Swap each "Domain" in the records for "Category" and leave every other character as it is.

[Object pointing dataset rows]
+++
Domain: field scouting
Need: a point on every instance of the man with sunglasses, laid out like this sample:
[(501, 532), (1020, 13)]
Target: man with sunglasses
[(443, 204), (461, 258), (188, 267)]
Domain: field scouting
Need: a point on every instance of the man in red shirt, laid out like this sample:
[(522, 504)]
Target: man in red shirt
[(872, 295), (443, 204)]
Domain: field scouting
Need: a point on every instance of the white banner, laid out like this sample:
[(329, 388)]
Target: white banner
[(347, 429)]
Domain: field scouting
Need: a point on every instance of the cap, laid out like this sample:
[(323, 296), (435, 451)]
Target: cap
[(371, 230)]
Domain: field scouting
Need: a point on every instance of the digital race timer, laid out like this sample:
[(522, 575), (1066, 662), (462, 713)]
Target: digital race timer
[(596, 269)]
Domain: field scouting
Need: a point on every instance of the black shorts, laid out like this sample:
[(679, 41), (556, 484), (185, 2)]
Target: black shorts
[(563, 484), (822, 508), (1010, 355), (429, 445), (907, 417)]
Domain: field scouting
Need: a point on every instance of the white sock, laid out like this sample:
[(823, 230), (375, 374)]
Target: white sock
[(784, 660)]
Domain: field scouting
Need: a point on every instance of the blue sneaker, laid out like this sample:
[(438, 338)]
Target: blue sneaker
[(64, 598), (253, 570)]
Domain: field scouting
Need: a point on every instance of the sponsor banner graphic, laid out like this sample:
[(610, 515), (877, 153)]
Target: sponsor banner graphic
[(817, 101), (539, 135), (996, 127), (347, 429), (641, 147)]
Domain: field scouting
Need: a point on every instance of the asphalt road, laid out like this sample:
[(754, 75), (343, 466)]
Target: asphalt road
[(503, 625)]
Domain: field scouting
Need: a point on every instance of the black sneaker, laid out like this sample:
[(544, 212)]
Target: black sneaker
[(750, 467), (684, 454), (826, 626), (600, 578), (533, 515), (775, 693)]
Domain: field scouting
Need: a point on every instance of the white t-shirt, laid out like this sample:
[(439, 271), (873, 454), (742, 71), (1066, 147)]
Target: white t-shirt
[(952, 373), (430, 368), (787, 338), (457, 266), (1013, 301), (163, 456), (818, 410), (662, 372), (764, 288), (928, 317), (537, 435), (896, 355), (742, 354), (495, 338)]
+++
EXERCISE SOLUTION:
Category: field scouting
Need: a point on every instance of the man with sunglasses, laid out like this sample:
[(501, 532), (1020, 13)]
Target: man with sunglasses
[(443, 204), (461, 258), (188, 267)]
Category: field scouting
Need: a point on every instance of the man in red shirt, laid out like this sample:
[(522, 504)]
Target: man in red shirt
[(872, 295), (443, 204)]
Category: field scouting
Need: a point on every instance of the white banner, laid out like this sample:
[(329, 388)]
Target: white banner
[(347, 429)]
Category: field scouting
Need: a point on every instance of the cap, laid out like this sample:
[(323, 296), (435, 451)]
Target: cap
[(371, 230)]
Category: field scouting
Need: a point on every instance of the digital race timer, laid out like this sample:
[(522, 575), (1066, 662), (462, 713)]
Target: digital race timer
[(596, 269)]
Category: field scouting
Need: a point on every instance of the black shorts, laid out like this sample:
[(679, 41), (556, 484), (185, 2)]
Target: black shorts
[(563, 484), (822, 508), (1010, 355), (429, 445), (907, 417)]
Category: field scouting
Need: a point on every instance of the white sock, laid out like this sample:
[(823, 230), (375, 374)]
Target: white sock
[(784, 660)]
Category: field scouting
Need: a point on every instance of the blue sneaker, laid out like this sample:
[(438, 338)]
Target: blue sneaker
[(64, 598), (253, 570)]
Category: field scouting
Need: a point on every instance of the sponsor banner graphic, laid out like this sample:
[(610, 515), (877, 153)]
Target: sponsor banner graphic
[(817, 101), (539, 135), (996, 127), (347, 429), (641, 147)]
Category: field scouting
Need: a point on every instance of the asphalt road, laid out like this sample:
[(754, 75), (343, 466)]
Target: asphalt road
[(503, 625)]
Category: field scouting
Need: a point on every instance of the black sneaker, laid out like this sample:
[(544, 212)]
Target: black sneaker
[(750, 467), (684, 454), (826, 626), (600, 578), (533, 515), (775, 693)]
Category: field scouting
Need: a point on every instance of the white t-shirt, laid out like this sample:
[(439, 271), (873, 454), (742, 71), (1066, 147)]
Target: white t-shirt
[(952, 373), (430, 368), (787, 338), (457, 266), (1013, 301), (163, 456), (818, 410), (662, 372), (764, 288), (928, 317), (537, 435), (896, 355), (742, 354), (495, 338)]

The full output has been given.